### Task statement
Copy out every line in the entries below that contains the string "stalk", matching case exactly.

--------------------

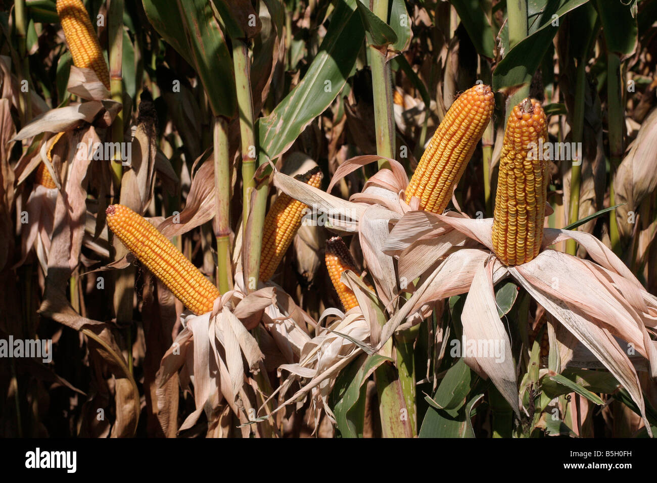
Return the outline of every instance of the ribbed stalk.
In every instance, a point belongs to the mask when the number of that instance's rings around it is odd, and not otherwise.
[[[108,12],[108,49],[110,58],[110,90],[112,101],[123,104],[123,14],[124,0],[112,0]],[[112,142],[124,142],[124,109],[122,109],[112,124]],[[110,160],[114,175],[115,194],[122,202],[127,202],[131,197],[130,193],[121,193],[121,180],[123,178],[123,160],[118,149],[114,152],[114,159]],[[115,196],[115,198],[116,196]],[[116,199],[115,199],[116,201]],[[115,241],[116,260],[122,258],[127,250],[122,244]],[[136,270],[132,265],[125,270],[116,272],[114,281],[114,312],[117,321],[129,322],[133,319],[133,298],[135,292],[135,274]],[[125,329],[125,345],[127,354],[127,370],[132,374],[132,327]]]
[[[416,415],[415,389],[415,340],[419,333],[420,325],[402,331],[395,337],[395,349],[397,350],[397,371],[399,377],[401,393],[406,403],[406,409],[411,432],[415,436],[417,432]]]
[[[20,69],[19,80],[28,81],[28,91],[21,93],[18,97],[20,106],[21,120],[23,125],[27,124],[32,118],[32,99],[30,88],[30,58],[27,55],[27,26],[28,20],[26,14],[25,0],[14,0],[14,16],[16,20],[16,37],[18,44],[18,58],[20,64],[17,66]]]
[[[388,0],[373,0],[372,11],[388,23]],[[372,68],[372,90],[374,95],[374,122],[376,136],[376,154],[387,158],[395,157],[395,118],[393,110],[392,85],[390,66],[386,55],[378,49],[370,46],[370,62]],[[390,169],[386,160],[378,160],[379,169]]]
[[[246,231],[251,191],[256,186],[256,137],[254,134],[253,97],[248,59],[248,47],[241,39],[231,39],[233,62],[235,71],[235,87],[239,110],[240,133],[242,139],[242,224]]]
[[[609,118],[609,204],[616,204],[614,192],[614,179],[616,170],[623,158],[623,125],[625,116],[623,109],[623,82],[621,72],[620,58],[618,54],[607,54],[607,103]],[[609,214],[609,238],[612,250],[620,256],[622,252],[620,234],[616,212]]]
[[[488,12],[488,16],[491,12]],[[484,83],[491,83],[491,66],[488,59],[479,56],[480,78]],[[482,137],[482,156],[484,168],[484,202],[486,215],[493,214],[493,198],[491,197],[491,163],[493,160],[493,147],[495,144],[495,122],[489,122]]]
[[[586,61],[578,59],[577,78],[575,86],[575,107],[573,110],[572,143],[581,143],[584,131],[584,94],[586,89]],[[576,144],[576,146],[578,145]],[[577,162],[574,162],[574,161]],[[579,187],[581,185],[581,164],[583,160],[574,160],[570,171],[570,198],[569,201],[568,224],[579,219]],[[566,242],[566,252],[575,255],[577,242],[572,239]]]
[[[214,118],[215,233],[217,239],[217,277],[219,291],[233,289],[231,270],[231,166],[228,150],[228,123]]]

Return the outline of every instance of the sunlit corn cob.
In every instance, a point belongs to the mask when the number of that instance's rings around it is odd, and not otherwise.
[[[474,149],[484,135],[495,100],[491,88],[477,84],[454,101],[436,130],[406,188],[406,202],[417,196],[420,209],[442,214]]]
[[[55,184],[53,177],[50,174],[50,172],[48,171],[48,168],[45,166],[45,163],[43,162],[39,164],[39,167],[37,168],[37,173],[34,177],[34,183],[45,187],[48,189],[53,189],[57,187],[57,185]]]
[[[541,103],[528,98],[509,116],[499,160],[493,248],[505,265],[526,264],[541,248],[549,177],[540,139],[547,140],[547,119]]]
[[[93,69],[107,89],[110,72],[81,0],[57,0],[57,14],[76,67]]]
[[[327,241],[325,258],[328,276],[330,277],[330,281],[338,292],[342,306],[344,307],[345,311],[353,309],[358,305],[356,296],[349,287],[340,281],[340,277],[345,270],[351,270],[357,274],[358,270],[356,269],[356,264],[353,262],[351,254],[342,241],[342,239],[340,237],[333,237]]]
[[[319,188],[322,182],[322,172],[319,166],[315,166],[307,172],[297,175],[294,177]],[[307,208],[307,205],[285,193],[279,195],[271,205],[265,218],[262,236],[260,275],[262,281],[266,282],[274,275],[294,235],[301,227],[304,210]]]
[[[154,226],[122,204],[106,212],[110,229],[185,307],[197,315],[212,310],[219,290]]]

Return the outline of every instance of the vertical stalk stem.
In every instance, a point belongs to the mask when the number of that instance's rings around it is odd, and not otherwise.
[[[584,131],[584,94],[586,88],[586,60],[578,59],[577,80],[575,87],[575,107],[573,110],[572,139],[575,143],[581,143]],[[576,144],[576,146],[578,145]],[[576,152],[578,150],[576,150]],[[579,187],[581,185],[581,159],[574,159],[570,171],[570,198],[569,201],[568,223],[579,219]],[[566,242],[566,252],[575,255],[577,243],[574,240]]]
[[[214,118],[215,237],[217,239],[217,276],[219,290],[225,294],[233,288],[231,270],[231,167],[228,150],[228,123]]]
[[[609,204],[612,206],[616,204],[614,179],[623,157],[623,127],[625,119],[623,108],[623,88],[620,57],[618,54],[610,52],[607,54],[607,103],[609,112]],[[609,213],[609,238],[612,250],[620,256],[622,252],[620,233],[615,211]]]

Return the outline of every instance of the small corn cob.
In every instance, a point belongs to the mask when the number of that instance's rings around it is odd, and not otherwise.
[[[315,166],[295,179],[302,181],[315,188],[322,182],[322,172]],[[294,235],[301,227],[304,210],[308,206],[300,201],[281,193],[269,208],[265,218],[262,236],[262,250],[260,253],[260,275],[263,282],[271,278],[283,260],[285,252],[292,243]]]
[[[340,301],[342,303],[344,310],[347,311],[357,306],[358,302],[356,300],[355,294],[351,288],[340,281],[340,277],[345,270],[351,270],[355,273],[358,273],[356,264],[342,239],[340,237],[333,237],[327,241],[325,258],[330,281],[338,292],[338,296],[340,297]],[[369,283],[366,284],[372,288]]]
[[[154,226],[122,204],[106,213],[110,229],[185,307],[197,315],[212,310],[219,290]]]
[[[491,88],[477,84],[454,101],[436,130],[406,188],[406,202],[417,196],[420,209],[442,214],[495,107]]]
[[[541,103],[528,98],[509,116],[499,160],[493,248],[505,265],[526,264],[541,248],[549,179],[537,150],[541,139],[547,140],[547,118]]]
[[[55,181],[53,179],[53,177],[50,174],[50,172],[48,171],[47,167],[45,166],[45,163],[41,162],[39,165],[39,168],[37,168],[37,173],[34,177],[34,183],[36,185],[40,185],[41,186],[45,187],[48,189],[53,189],[53,188],[57,188],[57,185],[55,184]]]
[[[110,72],[101,44],[81,0],[57,0],[57,14],[76,67],[93,70],[110,89]]]

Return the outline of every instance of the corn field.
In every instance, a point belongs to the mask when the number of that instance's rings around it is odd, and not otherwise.
[[[657,0],[4,0],[0,436],[657,434]]]

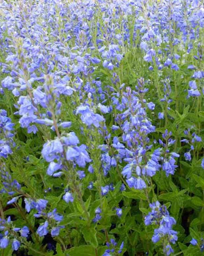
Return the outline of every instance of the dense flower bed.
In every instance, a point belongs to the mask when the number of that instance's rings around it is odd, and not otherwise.
[[[0,3],[0,253],[202,255],[204,3]]]

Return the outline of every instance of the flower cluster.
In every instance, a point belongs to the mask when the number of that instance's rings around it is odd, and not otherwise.
[[[150,204],[152,211],[144,217],[145,225],[154,225],[158,228],[155,228],[152,240],[156,243],[162,240],[164,243],[164,252],[169,255],[173,252],[170,243],[174,244],[178,239],[177,232],[172,229],[176,224],[175,219],[171,217],[165,205],[161,205],[158,201]]]
[[[9,216],[7,220],[0,218],[0,248],[5,248],[11,242],[12,249],[17,250],[21,242],[24,241],[29,233],[26,226],[22,228],[16,228],[14,226]]]

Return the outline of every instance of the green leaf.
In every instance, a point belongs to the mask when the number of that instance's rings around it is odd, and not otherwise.
[[[87,210],[88,210],[89,208],[89,205],[90,205],[90,203],[91,200],[91,196],[90,195],[85,203],[85,207]]]
[[[199,225],[200,224],[200,221],[198,218],[196,218],[193,220],[191,222],[190,226],[191,227],[194,227]]]
[[[191,198],[192,202],[197,206],[204,206],[204,202],[199,197],[193,197]]]
[[[147,200],[147,197],[144,193],[140,190],[135,190],[131,192],[126,192],[123,191],[123,195],[128,198],[133,198],[134,199],[143,199]]]
[[[64,256],[64,254],[62,251],[60,244],[59,243],[58,243],[57,244],[56,250],[58,256]]]
[[[95,256],[95,251],[91,245],[80,245],[73,247],[66,251],[69,256]]]
[[[180,243],[180,242],[179,242],[178,243],[179,246],[179,248],[182,251],[183,251],[185,250],[186,250],[186,249],[188,248],[188,246],[186,246],[185,244],[181,243]]]
[[[81,230],[84,237],[87,242],[90,243],[94,248],[98,246],[98,241],[96,238],[96,231],[94,228],[88,228],[85,227]]]
[[[197,183],[198,185],[199,185],[199,186],[201,187],[203,189],[204,189],[204,179],[196,174],[193,174],[192,176]]]
[[[191,228],[190,228],[190,235],[192,238],[194,238],[196,239],[197,241],[200,241],[200,237],[199,233],[195,231],[194,229]]]

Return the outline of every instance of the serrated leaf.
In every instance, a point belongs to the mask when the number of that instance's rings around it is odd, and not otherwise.
[[[66,251],[69,256],[95,256],[94,248],[91,245],[80,245],[77,247],[73,247]]]
[[[94,248],[96,248],[98,246],[98,241],[96,238],[96,231],[95,228],[85,227],[81,231],[86,242],[89,243]]]
[[[193,197],[191,198],[192,202],[197,206],[204,206],[204,202],[198,197]]]
[[[128,198],[147,200],[147,197],[144,193],[140,190],[135,190],[131,192],[123,191],[122,194],[124,196]]]
[[[64,254],[62,251],[60,244],[58,243],[57,244],[56,250],[58,256],[64,256]]]

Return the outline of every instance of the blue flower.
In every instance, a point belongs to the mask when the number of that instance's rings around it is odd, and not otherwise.
[[[13,198],[11,200],[10,200],[10,201],[9,201],[8,202],[7,202],[7,204],[11,204],[12,203],[13,203],[15,202],[16,202],[18,198],[19,197],[15,197]]]
[[[63,137],[62,139],[66,146],[76,146],[79,143],[78,138],[73,132],[67,133],[66,137]]]
[[[48,222],[46,221],[44,223],[40,226],[37,230],[37,233],[40,237],[43,237],[46,236],[48,233],[47,227],[48,227]]]
[[[26,226],[24,226],[19,231],[21,236],[23,237],[27,237],[29,233],[28,228]]]
[[[55,162],[51,162],[47,170],[47,173],[48,175],[52,176],[54,172],[58,170],[61,170],[62,167],[61,164]]]
[[[120,218],[122,214],[122,211],[121,208],[115,208],[116,214],[119,218]]]
[[[101,187],[101,195],[102,196],[105,196],[108,193],[109,190],[109,186],[108,185],[105,187]]]
[[[58,159],[63,152],[63,145],[59,139],[46,142],[43,145],[42,154],[47,162]]]
[[[0,240],[0,248],[5,248],[9,245],[9,239],[7,237],[4,237]]]
[[[155,107],[155,104],[152,102],[150,102],[147,104],[147,107],[151,110],[153,110]]]
[[[164,113],[159,112],[158,115],[158,117],[159,119],[163,119],[164,118]]]
[[[184,157],[187,161],[191,161],[191,153],[189,152],[184,153]]]
[[[86,177],[86,174],[84,171],[77,171],[77,174],[79,175],[79,178],[80,180],[81,180]]]
[[[12,243],[12,249],[14,251],[17,251],[20,247],[20,242],[16,239],[13,240]]]
[[[60,228],[57,227],[56,228],[53,228],[51,230],[51,236],[53,237],[59,236],[60,231]]]

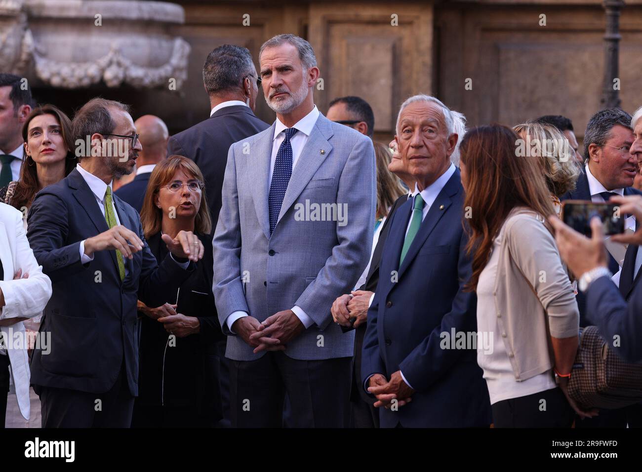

--------------------

### Solution
Return the outline of every instance of the ribbed stalk.
Return the outline of every instance of the vertical stalk stem.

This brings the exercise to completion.